Repeat all of the data precisely.

* _Stored records_:

+ + +

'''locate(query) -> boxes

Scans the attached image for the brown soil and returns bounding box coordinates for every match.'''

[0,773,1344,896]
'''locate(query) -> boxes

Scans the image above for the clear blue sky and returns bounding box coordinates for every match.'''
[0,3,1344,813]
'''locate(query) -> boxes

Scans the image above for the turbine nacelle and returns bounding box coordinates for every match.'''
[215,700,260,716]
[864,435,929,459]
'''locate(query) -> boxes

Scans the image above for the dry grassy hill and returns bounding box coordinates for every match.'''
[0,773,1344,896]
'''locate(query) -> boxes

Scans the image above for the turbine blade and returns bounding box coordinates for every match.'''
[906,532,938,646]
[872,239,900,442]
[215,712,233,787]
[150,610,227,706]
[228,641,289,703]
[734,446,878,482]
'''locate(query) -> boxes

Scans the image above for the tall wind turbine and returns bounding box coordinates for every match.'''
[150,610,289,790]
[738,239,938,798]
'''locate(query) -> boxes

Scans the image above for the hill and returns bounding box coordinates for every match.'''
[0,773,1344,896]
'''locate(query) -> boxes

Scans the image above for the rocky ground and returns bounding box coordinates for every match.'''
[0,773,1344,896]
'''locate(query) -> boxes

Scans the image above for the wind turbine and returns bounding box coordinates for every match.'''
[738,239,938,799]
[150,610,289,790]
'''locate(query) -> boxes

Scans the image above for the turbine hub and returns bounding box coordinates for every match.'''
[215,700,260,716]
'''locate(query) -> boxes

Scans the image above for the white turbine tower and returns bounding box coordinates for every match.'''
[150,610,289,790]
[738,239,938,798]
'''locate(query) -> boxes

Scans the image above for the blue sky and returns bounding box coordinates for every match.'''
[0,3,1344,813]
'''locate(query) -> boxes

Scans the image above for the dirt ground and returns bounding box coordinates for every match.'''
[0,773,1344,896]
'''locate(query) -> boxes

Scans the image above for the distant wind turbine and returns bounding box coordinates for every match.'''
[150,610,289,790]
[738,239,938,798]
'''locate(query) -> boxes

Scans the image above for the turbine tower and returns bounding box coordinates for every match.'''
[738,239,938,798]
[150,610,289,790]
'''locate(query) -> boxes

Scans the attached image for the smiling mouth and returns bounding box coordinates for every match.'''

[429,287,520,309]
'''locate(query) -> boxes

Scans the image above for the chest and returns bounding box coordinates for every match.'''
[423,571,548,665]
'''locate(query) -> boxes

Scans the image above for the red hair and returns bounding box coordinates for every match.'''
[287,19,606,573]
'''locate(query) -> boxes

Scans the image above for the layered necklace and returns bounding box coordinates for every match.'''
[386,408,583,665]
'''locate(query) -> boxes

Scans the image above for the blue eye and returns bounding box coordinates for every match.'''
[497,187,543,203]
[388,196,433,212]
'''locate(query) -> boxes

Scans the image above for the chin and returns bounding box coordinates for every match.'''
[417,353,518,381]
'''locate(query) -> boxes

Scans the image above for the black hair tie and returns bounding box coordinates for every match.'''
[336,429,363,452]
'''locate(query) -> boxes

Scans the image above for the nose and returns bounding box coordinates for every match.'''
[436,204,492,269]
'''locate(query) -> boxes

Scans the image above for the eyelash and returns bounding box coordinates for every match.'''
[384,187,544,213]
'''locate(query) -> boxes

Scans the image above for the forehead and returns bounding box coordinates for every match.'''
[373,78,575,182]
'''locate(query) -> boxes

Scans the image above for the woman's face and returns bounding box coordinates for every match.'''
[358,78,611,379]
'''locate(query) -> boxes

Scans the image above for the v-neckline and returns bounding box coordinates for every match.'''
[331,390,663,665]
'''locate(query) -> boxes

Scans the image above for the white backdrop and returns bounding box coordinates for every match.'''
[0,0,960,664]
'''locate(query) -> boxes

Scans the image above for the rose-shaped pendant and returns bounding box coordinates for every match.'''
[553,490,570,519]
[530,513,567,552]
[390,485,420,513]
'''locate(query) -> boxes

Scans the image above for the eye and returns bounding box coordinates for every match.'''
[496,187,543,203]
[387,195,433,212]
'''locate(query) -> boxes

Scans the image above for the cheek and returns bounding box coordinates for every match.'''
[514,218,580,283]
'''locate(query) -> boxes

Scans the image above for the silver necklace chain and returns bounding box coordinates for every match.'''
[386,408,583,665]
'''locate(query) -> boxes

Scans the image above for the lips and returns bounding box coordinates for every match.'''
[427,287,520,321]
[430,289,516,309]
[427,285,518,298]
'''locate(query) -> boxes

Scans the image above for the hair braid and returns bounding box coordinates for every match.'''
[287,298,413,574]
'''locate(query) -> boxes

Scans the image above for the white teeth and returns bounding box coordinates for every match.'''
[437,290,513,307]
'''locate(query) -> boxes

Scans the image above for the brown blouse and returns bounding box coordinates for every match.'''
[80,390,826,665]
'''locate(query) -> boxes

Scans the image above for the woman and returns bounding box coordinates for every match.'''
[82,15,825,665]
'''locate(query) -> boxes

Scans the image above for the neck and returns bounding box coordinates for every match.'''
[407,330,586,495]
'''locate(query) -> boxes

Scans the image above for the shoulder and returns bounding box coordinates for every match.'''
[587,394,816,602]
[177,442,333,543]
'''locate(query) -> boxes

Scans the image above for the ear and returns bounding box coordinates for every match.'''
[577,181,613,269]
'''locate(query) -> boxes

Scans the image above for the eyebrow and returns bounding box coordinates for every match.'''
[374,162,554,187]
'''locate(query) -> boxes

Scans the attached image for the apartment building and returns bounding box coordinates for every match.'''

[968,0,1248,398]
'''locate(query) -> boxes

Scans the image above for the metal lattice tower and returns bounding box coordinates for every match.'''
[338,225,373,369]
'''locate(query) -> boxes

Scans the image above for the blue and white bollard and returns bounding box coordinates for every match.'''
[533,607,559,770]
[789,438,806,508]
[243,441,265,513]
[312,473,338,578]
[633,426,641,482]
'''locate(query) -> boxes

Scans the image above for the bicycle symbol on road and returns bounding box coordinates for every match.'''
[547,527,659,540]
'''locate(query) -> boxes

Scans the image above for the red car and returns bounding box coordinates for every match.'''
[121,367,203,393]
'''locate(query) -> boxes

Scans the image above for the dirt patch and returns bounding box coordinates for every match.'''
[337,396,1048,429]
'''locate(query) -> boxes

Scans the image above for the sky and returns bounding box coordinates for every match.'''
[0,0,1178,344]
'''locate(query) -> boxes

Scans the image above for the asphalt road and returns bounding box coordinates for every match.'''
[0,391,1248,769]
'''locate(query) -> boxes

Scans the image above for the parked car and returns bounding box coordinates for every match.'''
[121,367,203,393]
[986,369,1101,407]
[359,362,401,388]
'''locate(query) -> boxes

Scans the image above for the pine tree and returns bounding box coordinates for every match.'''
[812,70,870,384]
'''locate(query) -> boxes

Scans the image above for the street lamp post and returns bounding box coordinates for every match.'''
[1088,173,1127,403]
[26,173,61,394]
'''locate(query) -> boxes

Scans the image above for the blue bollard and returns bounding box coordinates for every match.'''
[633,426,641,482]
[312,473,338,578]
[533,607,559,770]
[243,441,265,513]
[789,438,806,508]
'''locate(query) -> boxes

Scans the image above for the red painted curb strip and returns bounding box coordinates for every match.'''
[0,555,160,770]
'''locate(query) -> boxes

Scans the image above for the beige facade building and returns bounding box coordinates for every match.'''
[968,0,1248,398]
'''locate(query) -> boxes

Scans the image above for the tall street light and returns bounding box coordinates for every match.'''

+ + +

* _Answer below_:
'''locate(query) -> boxes

Scans the attached image for the brown soil and returns bounding box coordinates for every match.'''

[0,773,1344,896]
'''locate(query) -> boxes

Scans the image above for the clear blue sky and returns bounding box coordinates for every match.'''
[0,3,1344,813]
'''locate(query) -> boxes

Scans the image above for the turbine nacelle and returns bounding box coordinates for every match.'''
[215,700,260,716]
[864,435,929,459]
'''locate(query) -> boxes

Scans the image above for the dry grassy hill and returns bounding box coordinates for every match.'''
[0,773,1344,896]
'''locate(query) -> boxes

Scans the image above for the turbine blade and returns bounding box coordinates for every match.'''
[906,532,938,646]
[872,239,900,442]
[215,712,233,787]
[150,610,227,706]
[228,641,289,703]
[734,446,878,482]
'''locate(query) -> boxes

Scans the image above for the tall wind turbine and returns bounding box coordinates for every match.'''
[150,610,289,790]
[738,239,938,798]
'''locate(query) -> boxes

Scans the image above for the hill and returns bounding box coordinates for every match.'''
[0,773,1344,896]
'''locate(query) -> boxes

Scans the image above for the rocky ground and returns bounding box coordinates for every match.'''
[0,773,1344,896]
'''locate(query) -> boxes

Scans the image above for the wind turbine and returns bounding box coordinates for every match.'''
[738,239,938,799]
[150,610,289,790]
'''locate(query) -> boxes

Scans the image above for the turbine hub and returns bounding box coordinates for every match.'''
[215,700,260,716]
'''locate(query) -> boxes

Scans the image above for the white turbine tower and returns bounding box coordinates for every match.'''
[150,610,289,790]
[738,239,938,798]
'''locate(query) -> boxes

Scans the image above for the blue sky and returns bounding box coordinates for every match.'''
[0,3,1344,813]
'''locate(query) -> boxes

Scans the image above for the dirt ground and returns bounding box coordinates for every match.'''
[0,773,1344,896]
'''locate(query) -> boxes

Scans the image above for the distant wind turbine and returns bounding box coordinates for every match.'''
[150,610,289,790]
[738,239,938,798]
'''locate(query) -> boxes

Scans the image above for the turbine tower and returns bounding box coordinates for every match.'''
[738,239,938,798]
[150,610,289,790]
'''locate(query) -> boxes

Scans the attached image for the smiling mouth and returns bounding box coordinates for every match.'''

[429,287,520,309]
'''locate(query) -> boxes

Scans the image above for the chest and returns bounding box coordinates for every match.'''
[423,571,548,665]
'''locate(query) -> boxes

Scans the image above for the red hair and returns bounding box coordinates for every match.'''
[287,19,606,573]
'''locate(query) -> boxes

Scans the image above for the layered necklace and returns bounding box coordinates for every match.'''
[386,408,583,665]
'''locate(query) -> boxes

Scans the image above for the blue eye and returns bounding box coordinates for every match.'''
[497,187,543,203]
[388,196,433,212]
'''locate(query) -> boxes

Scans the image above for the chin and returns bounding box coordinates for every match.'''
[417,353,518,381]
'''locate(query) -> boxes

Scans the image above for the black hair tie and returns bounding box coordinates for every match.'''
[336,429,363,452]
'''locate(query) -> boxes

Scans the image above for the nose and returns bounding box coordinates for every match.'''
[436,204,492,269]
'''locate(query) -> boxes

Scans the image above for the eyelash and returns bounding box coordinates for every match.'''
[384,187,544,213]
'''locate(query) -> boxes

Scans the image above for the forehead and returns bounding box coordinates for every match.'''
[373,78,575,182]
'''locate(query) -> boxes

Scans the image above for the woman's face and returns bounding box coordinates for every match.'''
[358,78,611,379]
'''locate(query) -> boxes

Scans the image above for the v-neckline and returns bounding box coordinates for every match.'''
[331,390,663,665]
'''locate(query) -> boxes

Scans the image above for the white backdrop and returns bounding box coordinates for every match.'''
[0,0,960,664]
'''locate(query) -> boxes

Scans the image above for the rose-shaped pendant and returns bounding box coordinates for every match.'''
[553,490,570,519]
[530,513,567,552]
[390,485,420,513]
'''locate(query) -> boxes

Scans the image above for the eye and returns bounding box coordinates for every match.'''
[496,187,543,203]
[387,195,433,212]
'''locate(query) -> boxes

Scans the image above for the cheek and returns bounding box coordinates for every match.'''
[514,218,580,283]
'''locate(query) -> boxes

Scans the image above for the silver necklace chain and returns bounding box coordinates for every match.'''
[386,408,583,665]
'''locate(query) -> boxes

Scans the image above for the lips and returns bounding box coordinates for every match.'''
[427,287,520,321]
[430,289,516,309]
[427,285,518,298]
'''locate(query) -> boxes

Scans the image above for the hair braid and returns bounding box coordinates for every match.'''
[287,298,413,574]
'''locate(query) -> boxes

Scans the image above for the white teeth and returns bounding box coordinates for every match.'''
[437,290,513,307]
'''locate(query) -> boxes

Scans the image above for the brown blouse and returns bounding box coordinates for every match.'''
[80,390,826,665]
'''locate(query) -> boxes

Scans the image above for the woman and returns bounding box coordinates for every match.'''
[82,15,825,665]
'''locate(query) -> boxes

Scans the image above for the neck and returns bounding box coordinates for every match.'''
[407,330,586,495]
'''locate(query) -> boxes

Scans the image above for the shoulder and returns bounding box coordinates for every match.'''
[587,394,816,602]
[177,442,333,543]
'''locate(query) -> boxes

Scans the image above for the ear and returns bounding box coordinates for every match.'''
[577,181,613,269]
'''locate(query) -> boxes

Scans the image above for the eyebrow and returns bounding box coordinates for every match.'''
[374,162,554,187]
'''locate(query) -> boxes

Scans the attached image for the apartment building and returns bounding box coordinates for every match.'''

[968,0,1248,398]
'''locate(query) -> boxes

Scans the image above for the metal lattice tower and returns bounding box coordinates for every match.'''
[338,225,373,369]
'''locate(query) -> boxes

Scans the image above for the blue and white bollard and returns bounding box coordinates for every match.'''
[533,607,559,770]
[789,438,806,508]
[243,441,265,513]
[312,473,338,578]
[633,426,641,482]
'''locate(query) -> boxes

Scans the image above for the bicycle symbol on road and returns bounding box coordinates for every match.'''
[547,527,659,540]
'''locate(query) -> boxes

Scans the image above for the red car and returns bounding box coordinates for every match.'''
[121,367,203,393]
'''locate(query) -> boxes

Scans the image above for the dirt patch and returns bounding box coordinates for every match.'''
[337,396,1048,429]
'''locate(query) -> boxes

Scans the image above for the sky and returns bounding box coordinates for every match.'''
[0,0,1178,344]
'''locate(query) -> boxes

Scans the image above for the asphalt road and returns bounding box coordinates for every match.'''
[0,391,1248,769]
'''locate(query) -> boxes

Scans the image above for the parked car and returns bounding box coordinates for every match.'''
[121,367,203,393]
[986,369,1101,407]
[359,362,401,388]
'''locate(query) -> boxes

Scans the image above for the pine tree and returns bounding box coordinates for every match.'''
[812,70,870,384]
'''locate(query) -> boxes

Scans the image above for the street lamp post and returns bounding box coordinates for every match.'''
[1088,173,1127,403]
[26,173,61,394]
'''locate(query) -> boxes

Scans the image above for the blue bollard and returns bounding box coordinates for every match.'''
[633,426,641,482]
[312,473,338,578]
[533,607,559,770]
[243,441,265,513]
[789,438,806,508]
'''locate(query) -> boxes

Scans the image above for the red painted curb strip and returns bounding box coordinates for every match.'''
[0,555,160,770]
'''locate(query) -> boxes

Scans the image above for the beige facade building and returns bounding box coordinates for every match.'''
[968,0,1248,398]
'''locate(query) -> boxes

Scans the image above for the tall street light and returns bounding box coordinates for every match.'''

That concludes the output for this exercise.